* [The exercise] Arrange the lines below as a numbered list, omitting any blank lines.

[Annotation records]
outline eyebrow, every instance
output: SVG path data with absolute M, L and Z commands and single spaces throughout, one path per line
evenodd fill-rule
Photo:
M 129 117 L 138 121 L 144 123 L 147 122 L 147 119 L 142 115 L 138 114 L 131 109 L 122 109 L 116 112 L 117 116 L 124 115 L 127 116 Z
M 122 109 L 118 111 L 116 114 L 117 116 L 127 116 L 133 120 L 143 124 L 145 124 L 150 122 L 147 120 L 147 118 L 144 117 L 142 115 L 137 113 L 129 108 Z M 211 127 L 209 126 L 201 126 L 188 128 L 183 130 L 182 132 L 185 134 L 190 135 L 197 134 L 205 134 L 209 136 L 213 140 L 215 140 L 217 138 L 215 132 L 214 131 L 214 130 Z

* [Exercise response]
1. outline eyebrow, every instance
2. output: SVG path data with absolute M, L and Z commands and single spaces throughout, one path per line
3. evenodd fill-rule
4. Photo:
5. M 129 117 L 138 121 L 144 123 L 147 122 L 147 119 L 142 115 L 138 114 L 131 109 L 122 109 L 116 112 L 117 116 L 124 115 L 127 116 Z
6. M 122 109 L 118 111 L 116 114 L 117 116 L 127 116 L 133 120 L 143 124 L 145 124 L 150 122 L 147 120 L 147 118 L 144 117 L 142 115 L 137 113 L 129 108 Z M 211 127 L 209 126 L 201 126 L 188 128 L 183 130 L 182 132 L 185 134 L 190 135 L 197 134 L 205 134 L 209 136 L 213 140 L 215 140 L 217 138 L 215 132 L 214 131 L 214 130 Z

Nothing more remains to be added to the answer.